*GOAL*. Convert every line of the material below into a JSON list of strings, one string per line, skipping blank lines. Leave the pictures out.

*DATA IN THIS EXERCISE*.
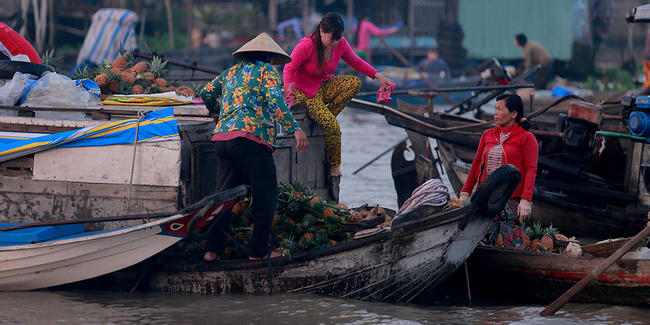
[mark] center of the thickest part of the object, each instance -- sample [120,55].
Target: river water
[365,136]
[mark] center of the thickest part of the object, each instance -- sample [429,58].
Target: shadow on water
[90,307]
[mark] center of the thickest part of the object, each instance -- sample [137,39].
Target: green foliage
[615,79]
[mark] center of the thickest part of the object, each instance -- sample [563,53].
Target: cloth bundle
[383,94]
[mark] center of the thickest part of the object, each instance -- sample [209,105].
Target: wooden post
[170,23]
[273,15]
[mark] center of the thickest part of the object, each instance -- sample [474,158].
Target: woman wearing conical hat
[248,97]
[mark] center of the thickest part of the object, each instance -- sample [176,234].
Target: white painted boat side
[27,267]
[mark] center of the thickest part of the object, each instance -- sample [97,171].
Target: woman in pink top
[309,80]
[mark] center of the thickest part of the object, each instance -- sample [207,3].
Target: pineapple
[157,67]
[128,76]
[309,220]
[121,62]
[153,89]
[48,58]
[103,76]
[534,244]
[84,73]
[499,241]
[314,200]
[139,68]
[536,234]
[113,85]
[138,89]
[148,77]
[547,243]
[102,80]
[277,219]
[116,70]
[329,212]
[188,93]
[160,82]
[124,88]
[547,239]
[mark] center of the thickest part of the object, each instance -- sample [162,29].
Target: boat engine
[636,113]
[582,122]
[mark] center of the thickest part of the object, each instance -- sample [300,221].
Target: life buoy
[8,68]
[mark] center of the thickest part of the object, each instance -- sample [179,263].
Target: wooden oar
[68,222]
[559,302]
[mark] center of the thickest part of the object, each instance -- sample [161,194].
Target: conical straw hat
[263,43]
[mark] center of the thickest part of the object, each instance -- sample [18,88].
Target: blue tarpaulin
[154,126]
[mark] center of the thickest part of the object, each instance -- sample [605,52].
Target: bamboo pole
[170,23]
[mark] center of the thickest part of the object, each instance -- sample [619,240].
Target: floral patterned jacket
[248,97]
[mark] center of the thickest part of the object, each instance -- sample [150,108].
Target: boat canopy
[158,125]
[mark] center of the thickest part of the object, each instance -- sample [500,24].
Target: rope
[433,193]
[142,114]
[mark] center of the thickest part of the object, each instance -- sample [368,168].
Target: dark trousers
[242,161]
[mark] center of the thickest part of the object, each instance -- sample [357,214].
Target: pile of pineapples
[539,238]
[302,222]
[123,77]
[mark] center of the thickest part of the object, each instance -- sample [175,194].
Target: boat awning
[158,125]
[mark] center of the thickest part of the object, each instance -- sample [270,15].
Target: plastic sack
[11,92]
[56,90]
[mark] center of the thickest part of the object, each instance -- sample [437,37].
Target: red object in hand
[383,95]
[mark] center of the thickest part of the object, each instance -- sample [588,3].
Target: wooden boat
[503,273]
[421,249]
[35,256]
[579,189]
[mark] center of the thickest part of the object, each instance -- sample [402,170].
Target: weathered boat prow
[35,257]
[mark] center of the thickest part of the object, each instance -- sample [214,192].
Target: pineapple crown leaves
[48,58]
[174,83]
[197,87]
[83,73]
[157,67]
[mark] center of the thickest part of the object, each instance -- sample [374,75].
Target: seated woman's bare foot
[335,172]
[273,255]
[210,256]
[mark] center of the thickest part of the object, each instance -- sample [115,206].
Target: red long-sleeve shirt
[303,68]
[520,149]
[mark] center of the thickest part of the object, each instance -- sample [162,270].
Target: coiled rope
[432,193]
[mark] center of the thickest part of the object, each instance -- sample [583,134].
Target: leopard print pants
[332,97]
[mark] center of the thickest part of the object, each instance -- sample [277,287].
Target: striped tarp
[158,125]
[109,28]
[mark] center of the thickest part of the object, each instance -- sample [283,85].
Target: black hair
[363,15]
[330,23]
[515,104]
[521,39]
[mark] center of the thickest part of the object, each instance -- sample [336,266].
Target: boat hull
[543,277]
[396,265]
[34,266]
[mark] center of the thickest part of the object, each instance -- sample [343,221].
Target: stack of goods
[303,222]
[122,77]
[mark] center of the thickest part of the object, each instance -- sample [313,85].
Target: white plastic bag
[13,89]
[55,90]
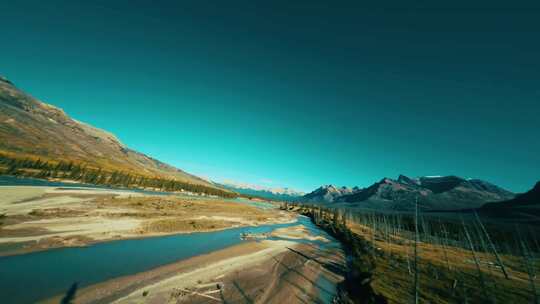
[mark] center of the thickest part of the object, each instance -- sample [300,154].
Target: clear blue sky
[297,95]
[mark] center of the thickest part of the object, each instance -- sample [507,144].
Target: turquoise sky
[298,95]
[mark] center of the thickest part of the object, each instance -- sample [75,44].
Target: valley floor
[39,218]
[270,271]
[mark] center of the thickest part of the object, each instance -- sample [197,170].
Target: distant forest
[84,173]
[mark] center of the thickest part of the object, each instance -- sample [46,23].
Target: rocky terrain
[434,193]
[34,129]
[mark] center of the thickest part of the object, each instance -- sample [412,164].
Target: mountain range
[30,128]
[285,194]
[525,206]
[432,193]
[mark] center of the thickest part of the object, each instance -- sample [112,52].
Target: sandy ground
[37,218]
[296,233]
[252,272]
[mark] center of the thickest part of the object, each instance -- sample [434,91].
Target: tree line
[85,173]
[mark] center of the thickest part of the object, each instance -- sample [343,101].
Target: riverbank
[41,218]
[270,271]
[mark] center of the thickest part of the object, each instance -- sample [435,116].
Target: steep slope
[524,207]
[31,128]
[441,193]
[529,198]
[327,193]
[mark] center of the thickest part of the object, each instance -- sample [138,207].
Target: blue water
[34,276]
[6,180]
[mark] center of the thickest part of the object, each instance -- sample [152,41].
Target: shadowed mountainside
[442,193]
[33,129]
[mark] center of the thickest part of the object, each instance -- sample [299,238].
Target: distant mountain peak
[440,192]
[31,127]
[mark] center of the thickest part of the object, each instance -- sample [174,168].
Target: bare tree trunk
[476,261]
[416,251]
[499,261]
[529,266]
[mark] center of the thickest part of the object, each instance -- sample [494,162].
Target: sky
[293,93]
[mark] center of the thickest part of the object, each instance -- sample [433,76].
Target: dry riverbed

*EXERCISE RESPONSE*.
[
  "[mark] center of the thickest part of the object, each instance -- sample [120,55].",
  "Target: river water",
  "[365,136]",
  "[mark] center of the thickest part of the object, each instance -- sample [429,58].",
  "Target: shadow on water",
  "[90,307]",
  "[mark] center of the thickest part of the object, each instance -- sample [137,39].",
  "Target: green foliage",
  "[615,79]",
  "[mark] center of the thickest part of the object, each instance -- sample [563,53].",
  "Target: cloth bundle",
  "[383,94]",
  "[mark] center of the thickest part of the object, each instance -- sample [209,105].",
  "Target: wooden post",
  "[170,23]",
  "[273,15]",
  "[mark] center of the thickest part of the object, each instance -- sample [474,158].",
  "Target: woman wearing conical hat",
  "[248,97]",
  "[mark] center of the thickest part of the object, each instance -- sample [176,234].",
  "Target: white painted boat side",
  "[27,267]",
  "[mark] center of the thickest part of the object, each instance -- sample [97,171].",
  "Target: woman in pink top",
  "[309,80]",
  "[mark] center of the thickest part of the object, each instance -- sample [207,3].",
  "Target: pineapple",
  "[157,67]",
  "[128,76]",
  "[309,220]",
  "[121,62]",
  "[153,89]",
  "[48,58]",
  "[103,76]",
  "[534,244]",
  "[84,73]",
  "[499,241]",
  "[314,200]",
  "[139,68]",
  "[536,234]",
  "[113,85]",
  "[138,89]",
  "[148,77]",
  "[547,243]",
  "[102,80]",
  "[277,219]",
  "[116,70]",
  "[329,212]",
  "[188,93]",
  "[160,82]",
  "[124,88]",
  "[547,239]",
  "[mark] center of the thickest part of the object, each instance -- sample [162,29].",
  "Target: boat engine",
  "[636,113]",
  "[582,122]",
  "[mark] center of the thickest part of the object, each instance -- sample [300,221].",
  "Target: life buoy",
  "[8,68]",
  "[mark] center of the thickest part of the object, each instance -- sample [179,263].",
  "Target: wooden oar",
  "[68,222]",
  "[559,302]",
  "[mark] center of the thickest part of the object, each instance -- sample [161,194].",
  "Target: conical straw hat",
  "[263,43]",
  "[mark] center of the thickest part of the object, each instance -- sample [18,88].",
  "Target: blue tarpaulin",
  "[154,126]",
  "[mark] center of the thickest part of the object, each instance -- sample [605,52].",
  "Target: bamboo pole",
  "[170,23]",
  "[mark] center of the thickest part of the object, each instance -- sample [619,240].",
  "Target: floral patterned jacket",
  "[248,97]",
  "[mark] center of the thickest part of the object, each instance -- sample [150,108].",
  "Target: boat canopy",
  "[158,125]",
  "[mark] center of the thickest part of the object, each instance -- sample [500,24].",
  "Target: rope",
  "[433,193]",
  "[142,114]",
  "[mark] center of the thickest part of the object, each instance -- sample [368,168].",
  "Target: dark trousers",
  "[242,161]",
  "[mark] center of the thickest part of the object, each instance -- sample [357,214].",
  "Target: pile of pineapples",
  "[539,238]",
  "[302,222]",
  "[123,77]",
  "[mark] center of the thickest part of the object, each instance -- sample [175,194].",
  "Target: boat awning",
  "[158,125]",
  "[mark] center of the thickest part of the object, each instance -- sample [270,15].",
  "Target: plastic sack",
  "[11,92]",
  "[56,90]",
  "[mark] center of the thickest part of the object, each instance -- sample [437,37].",
  "Target: red object in hand",
  "[383,95]",
  "[mark] center of the thickest part of the object, each instance -- sample [588,3].",
  "Target: wooden boat",
  "[503,273]",
  "[421,249]",
  "[35,256]",
  "[579,189]",
  "[mark] center of the thickest part of the object, each instance -- sample [402,170].",
  "Target: weathered boat prow",
  "[35,257]",
  "[mark] center of the thickest part of the object, each instance -- sample [214,192].",
  "Target: pineapple crown leaves",
  "[48,58]",
  "[174,83]",
  "[197,87]",
  "[83,73]",
  "[157,67]",
  "[mark] center of the thickest part of the object, each instance -- sample [374,75].",
  "Target: seated woman's bare foot",
  "[335,172]",
  "[273,255]",
  "[210,256]",
  "[mark] center of the thickest part of the object, each instance -- sample [115,206].",
  "Target: red long-sleeve shirt",
  "[303,68]",
  "[520,149]",
  "[mark] center of the thickest part of the object, each instance -- sample [162,270].",
  "Target: coiled rope",
  "[432,193]",
  "[mark] center of the thickest part of the object, each instance -- sample [583,134].",
  "Target: leopard print pants",
  "[332,97]",
  "[mark] center of the thickest part of the object, each instance -- sample [277,287].",
  "Target: striped tarp",
  "[158,125]",
  "[109,28]",
  "[mark] center of the thickest part of the object, each instance -- sample [283,85].",
  "Target: black hair",
  "[363,15]",
  "[330,23]",
  "[515,104]",
  "[521,39]",
  "[mark] center of the thickest part of the object, each instance -- sample [336,266].",
  "Target: boat hull",
  "[543,277]",
  "[396,265]",
  "[34,266]",
  "[mark] center of the thickest part of the object, each instance -- sample [343,221].",
  "Target: stack of goods",
  "[303,222]",
  "[122,77]",
  "[mark] center of the thickest part of the object, each instance -- sample [313,85].",
  "Target: white plastic bag",
  "[13,89]",
  "[55,90]",
  "[mark] center of the thickest part of the object, each instance -- sample [300,154].",
  "Target: clear blue sky",
  "[297,95]",
  "[mark] center of the thickest part of the object, each instance -- sample [507,144].",
  "Target: turquoise sky",
  "[298,95]",
  "[mark] center of the thickest part of the object, each instance -- sample [75,44].",
  "Target: valley floor",
  "[39,218]",
  "[270,271]",
  "[mark] center of the thickest part of the object, each instance -- sample [197,170].",
  "Target: distant forest",
  "[84,173]",
  "[mark] center of the thickest part of the object, each instance -- sample [46,23].",
  "Target: rocky terrain",
  "[434,193]",
  "[34,129]",
  "[mark] center of the thickest part of the object, each instance -- sample [412,164].",
  "Target: mountain range",
  "[30,128]",
  "[285,194]",
  "[525,206]",
  "[432,193]",
  "[mark] center of the thickest part of the object, each instance -- sample [112,52].",
  "Target: sandy ground",
  "[37,218]",
  "[296,233]",
  "[252,272]",
  "[mark] center of the thickest part of the object, each instance -- sample [434,91].",
  "Target: tree line",
  "[85,173]",
  "[mark] center of the thickest part of the object, each instance -- sample [343,101].",
  "Target: riverbank",
  "[41,218]",
  "[270,271]",
  "[mark] center of the thickest part of the object, each instance -- sample [435,116].",
  "Target: steep slope",
  "[524,207]",
  "[31,128]",
  "[441,193]",
  "[529,198]",
  "[327,193]",
  "[mark] center of the thickest part of the object, each instance -- sample [138,207].",
  "Target: blue water",
  "[34,276]",
  "[6,180]",
  "[mark] center of the thickest part of the object, each instance -- sample [152,41].",
  "Target: shadowed mountainside",
  "[442,193]",
  "[33,129]",
  "[mark] center of the thickest part of the object, each instance -- sample [299,238].",
  "Target: distant mountain peak",
  "[440,192]",
  "[31,127]",
  "[mark] center of the thickest part of the object, each instance -- sample [174,168].",
  "Target: bare tree trunk",
  "[476,261]",
  "[416,251]",
  "[499,261]",
  "[529,266]",
  "[mark] center of the thickest part of the object, each instance -- sample [494,162].",
  "Target: sky",
  "[293,93]",
  "[mark] center of the thickest part of the object, each instance -- sample [433,76].",
  "Target: dry riverbed"
]